Your task ▸ Your task is to quote the listing below exactly, beginning with its first line and ending on the line bearing "--target=green leaf --return=outline".

Material provided ▸
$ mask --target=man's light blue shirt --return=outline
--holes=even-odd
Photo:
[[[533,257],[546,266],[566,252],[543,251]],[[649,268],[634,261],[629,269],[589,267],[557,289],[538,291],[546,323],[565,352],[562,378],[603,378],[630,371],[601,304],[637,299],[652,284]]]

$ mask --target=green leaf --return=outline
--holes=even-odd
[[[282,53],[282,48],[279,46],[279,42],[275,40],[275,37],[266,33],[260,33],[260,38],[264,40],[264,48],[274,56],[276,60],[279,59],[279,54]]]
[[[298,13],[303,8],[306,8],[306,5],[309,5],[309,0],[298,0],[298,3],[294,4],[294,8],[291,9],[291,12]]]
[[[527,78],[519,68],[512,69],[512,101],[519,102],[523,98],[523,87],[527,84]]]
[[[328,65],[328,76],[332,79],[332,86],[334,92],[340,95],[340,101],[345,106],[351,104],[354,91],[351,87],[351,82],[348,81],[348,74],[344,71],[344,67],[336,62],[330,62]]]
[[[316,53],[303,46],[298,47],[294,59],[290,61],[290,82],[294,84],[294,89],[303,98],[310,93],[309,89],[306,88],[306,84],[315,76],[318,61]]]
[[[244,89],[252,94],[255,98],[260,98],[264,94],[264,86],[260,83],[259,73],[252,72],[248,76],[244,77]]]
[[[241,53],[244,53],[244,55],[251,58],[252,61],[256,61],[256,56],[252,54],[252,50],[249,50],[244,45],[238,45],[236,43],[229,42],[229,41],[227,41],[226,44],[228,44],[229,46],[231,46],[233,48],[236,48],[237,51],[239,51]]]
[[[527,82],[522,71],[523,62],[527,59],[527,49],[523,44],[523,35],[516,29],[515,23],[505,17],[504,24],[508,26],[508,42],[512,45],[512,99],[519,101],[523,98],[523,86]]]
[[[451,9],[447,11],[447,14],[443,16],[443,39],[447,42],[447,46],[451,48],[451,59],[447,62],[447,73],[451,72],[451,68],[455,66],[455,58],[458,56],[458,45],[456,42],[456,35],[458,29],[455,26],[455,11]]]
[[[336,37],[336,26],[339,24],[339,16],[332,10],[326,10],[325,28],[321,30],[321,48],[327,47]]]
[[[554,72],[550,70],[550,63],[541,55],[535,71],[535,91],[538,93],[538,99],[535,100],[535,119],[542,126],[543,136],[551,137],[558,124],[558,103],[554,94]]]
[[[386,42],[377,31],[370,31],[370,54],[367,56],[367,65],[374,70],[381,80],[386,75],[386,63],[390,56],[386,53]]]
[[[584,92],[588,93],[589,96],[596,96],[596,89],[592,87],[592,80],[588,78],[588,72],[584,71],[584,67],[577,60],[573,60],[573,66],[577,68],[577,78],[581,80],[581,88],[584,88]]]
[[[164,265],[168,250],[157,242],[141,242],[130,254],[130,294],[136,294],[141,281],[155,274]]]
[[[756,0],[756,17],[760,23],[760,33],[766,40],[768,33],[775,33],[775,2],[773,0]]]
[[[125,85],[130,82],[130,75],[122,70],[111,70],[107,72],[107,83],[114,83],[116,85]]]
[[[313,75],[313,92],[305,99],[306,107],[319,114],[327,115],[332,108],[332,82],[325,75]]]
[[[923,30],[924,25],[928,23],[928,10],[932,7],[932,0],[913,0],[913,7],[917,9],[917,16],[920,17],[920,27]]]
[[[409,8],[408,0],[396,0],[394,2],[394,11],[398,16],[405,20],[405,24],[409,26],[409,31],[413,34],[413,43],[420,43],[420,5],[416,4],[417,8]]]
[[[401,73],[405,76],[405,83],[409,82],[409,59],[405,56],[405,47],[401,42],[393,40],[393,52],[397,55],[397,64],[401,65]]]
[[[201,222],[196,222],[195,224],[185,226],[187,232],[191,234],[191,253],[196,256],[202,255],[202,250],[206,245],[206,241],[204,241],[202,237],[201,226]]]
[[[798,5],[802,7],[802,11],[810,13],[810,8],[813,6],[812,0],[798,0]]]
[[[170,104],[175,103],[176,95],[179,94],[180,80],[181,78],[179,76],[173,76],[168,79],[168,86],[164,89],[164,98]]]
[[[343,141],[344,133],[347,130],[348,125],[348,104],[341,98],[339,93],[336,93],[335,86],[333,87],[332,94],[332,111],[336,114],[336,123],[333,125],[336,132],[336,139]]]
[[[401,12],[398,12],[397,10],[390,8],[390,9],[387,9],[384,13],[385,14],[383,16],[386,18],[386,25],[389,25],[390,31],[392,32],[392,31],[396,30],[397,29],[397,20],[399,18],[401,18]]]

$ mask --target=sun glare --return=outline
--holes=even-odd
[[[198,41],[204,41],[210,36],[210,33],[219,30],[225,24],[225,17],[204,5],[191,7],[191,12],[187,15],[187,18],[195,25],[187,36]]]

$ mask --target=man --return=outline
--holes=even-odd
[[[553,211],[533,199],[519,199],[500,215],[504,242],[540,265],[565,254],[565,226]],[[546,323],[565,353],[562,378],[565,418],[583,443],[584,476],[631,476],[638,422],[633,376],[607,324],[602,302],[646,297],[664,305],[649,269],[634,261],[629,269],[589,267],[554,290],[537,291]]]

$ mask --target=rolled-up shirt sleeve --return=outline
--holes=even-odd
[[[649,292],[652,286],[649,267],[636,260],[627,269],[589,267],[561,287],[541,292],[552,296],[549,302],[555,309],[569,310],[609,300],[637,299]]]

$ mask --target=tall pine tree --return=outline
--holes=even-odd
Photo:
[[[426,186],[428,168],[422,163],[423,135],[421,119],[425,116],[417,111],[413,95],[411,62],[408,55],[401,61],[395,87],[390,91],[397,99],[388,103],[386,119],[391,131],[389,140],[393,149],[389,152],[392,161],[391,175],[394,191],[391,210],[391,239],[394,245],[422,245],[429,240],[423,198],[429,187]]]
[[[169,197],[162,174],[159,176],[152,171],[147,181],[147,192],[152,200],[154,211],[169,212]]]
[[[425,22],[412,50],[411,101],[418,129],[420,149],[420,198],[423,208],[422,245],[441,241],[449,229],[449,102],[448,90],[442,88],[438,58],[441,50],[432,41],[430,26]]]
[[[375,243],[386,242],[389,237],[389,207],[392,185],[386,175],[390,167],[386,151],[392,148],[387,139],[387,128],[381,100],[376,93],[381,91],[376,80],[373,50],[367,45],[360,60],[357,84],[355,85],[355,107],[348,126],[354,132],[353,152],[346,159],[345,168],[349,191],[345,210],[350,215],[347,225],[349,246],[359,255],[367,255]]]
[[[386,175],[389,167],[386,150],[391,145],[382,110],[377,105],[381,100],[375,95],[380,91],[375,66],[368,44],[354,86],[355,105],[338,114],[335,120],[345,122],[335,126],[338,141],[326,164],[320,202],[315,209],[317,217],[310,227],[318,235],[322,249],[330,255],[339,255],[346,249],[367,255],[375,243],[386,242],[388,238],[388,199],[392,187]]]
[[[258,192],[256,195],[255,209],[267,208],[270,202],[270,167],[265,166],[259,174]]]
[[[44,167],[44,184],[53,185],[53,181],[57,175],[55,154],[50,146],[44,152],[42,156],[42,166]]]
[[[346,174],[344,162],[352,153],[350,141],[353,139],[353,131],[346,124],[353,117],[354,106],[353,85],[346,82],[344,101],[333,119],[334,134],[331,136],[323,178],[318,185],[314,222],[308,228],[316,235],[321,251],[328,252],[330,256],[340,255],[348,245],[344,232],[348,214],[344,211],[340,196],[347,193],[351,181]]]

Worked solution ▸
$ mask --target=man's light blue shirt --return=outline
--holes=even-odd
Photo:
[[[533,257],[546,266],[566,252],[543,251]],[[649,268],[634,261],[629,269],[589,267],[557,289],[538,291],[546,323],[565,352],[562,378],[603,378],[630,371],[601,304],[637,299],[652,284]]]

$ mask --target=green leaf --return=outline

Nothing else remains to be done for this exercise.